> **LISTE DES TÂCHES**:
(a) Relevez, dans le texte sur les projets alimentaires territoriaux, chacun des types de porteurs de projet que cite le ministère.
(b) Prolongez le texte sur les projets alimentaires territoriaux à partir de sa dernière phrase.

> **PASSAGE CITÉ**:
******
Projets alimentaires territoriaux : 400 démarches et des incertitudes sur la suite des financements
Avec le soutien du plan de relance, les projets alimentaires territoriaux se sont multipliés et près de 400 PAT, dont une quarantaine de niveau 2, sont actuellement reconnus par le ministère de l’Agriculture. Les trois quarts sont portés par une collectivité territoriale, les communautés de communes étant notamment de plus en plus à la manœuvre. Localtis a fait le point sur ce "boom" des projets avec le Réseau national des PAT, alors que les territoires ne savent pas encore de quels moyens ils disposeront, à partir de l’été prochain, pour poursuivre les démarches.
Près de 400 projets alimentaires territoriaux (PAT) sont désormais reconnus par le ministère de l’Agriculture et de la Souveraineté alimentaire, a indiqué ce dernier sur son site le 24 janvier 2023. Plus exactement, 387 PAT sont reconnus, dont une quarantaine de niveau 2 (projets opérationnels) et les autres de niveau 1 (projets émergeants). Un changement d’échelle des démarches labellisées a eu lieu ces deux dernières années avec les 80 millions du plan de relance (voir notre article du 23 septembre 2020) et le ministère souligne que l’objectif d’avoir un moins un PAT reconnu par département est atteint
Le PAT est un projet de territoire "collectif et systémique", visant à "rapprocher tous les acteurs de l’alimentation" et à "mettre en cohérence l’ensemble des démarches pour développer une alimentation durable et une alimentation de qualité", rappelle le ministère dans une présentation figurant sur son site. Il ajoute que le dispositif est fondé "sur des démarches volontaires et ascendantes", d’où la diversité des périmètres d’actions et des porteurs de projet – commune, établissement public de coopération intercommunale (EPCI), département, pôle d’équilibre territorial et rural (PETR), parc naturel régional (PNR) ou encore association.
******
(Enregistrements d’annotation de position)

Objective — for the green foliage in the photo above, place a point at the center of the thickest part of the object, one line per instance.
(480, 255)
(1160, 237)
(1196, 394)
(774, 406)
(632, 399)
******
> **RÉPONSES PAR TÂCHE**:
(a)
- commune
- établissement public de coopération intercommunale (EPCI)
- département
- pôle d’équilibre territorial et rural (PETR)
- parc naturel régional (PNR)
- association

(b)
Les trois quarts des PAT portés par une collectivité
Dans une note de l’Observatoire national des PAT intitulée PATnorama 4 et datée de septembre 2022, le Réseau national des PAT (RnPAT) identifie 30 autres projets non-labellisés – par choix, manque de temps ou parce qu’ils "sont le résultat de scissions de PAT initialement portés à une plus grande échelle". Mais "l’’écart entre les PAT identifiés et les PAT labellisés tend à être de plus en plus faible, compte tenu de la grande incitation à la labellisation devenue une condition préalable et obligatoire pour prétendre aux subventions".
Le RnPAT indique que près des trois quarts des PAT sont portés par une collectivité territoriale, d’abord par des communautés de communes (31,5%) et des intercommunalités urbaines (29,5%), mais également par des départements (6,7%) et des communes (5,7%). Pour quasiment l’ensemble du dernier quart (23%), les PAT sont portés par des territoires de projets – PETR, pays, syndicats mixtes, pôles métropolitains, PNR. Une "percée des communautés de communes" est observée, alors que ces dernières n’étaient que le troisième type de porteur en 2020 "derrière les intercommunalités urbaines et les territoires de projet".
"La montée d’instances de plus petite taille, à visée plus opérationnelle et de gestion, tournées vers ‘l’action immédiate’" interroge "quant à la mise en place de stratégies alimentaires dans le maillage territorial et administratif considéré comme adéquat dans les espaces ruraux", selon le RnPAT. Ce dernier constate en parallèle une "moindre évolution du portage par les pays et pôles territoriaux chargés de développer des stratégies de développement à long terme". En étudiant plus particulièrement un échantillon de 17 PAT émergeants, le Réseau repère un "effet d’aubaine" pour 11 d’entre eux, tandis que les six autres territoires avaient déjà amorcé une réflexion sur les enjeux agricoles et alimentaires avant l’appel à projets.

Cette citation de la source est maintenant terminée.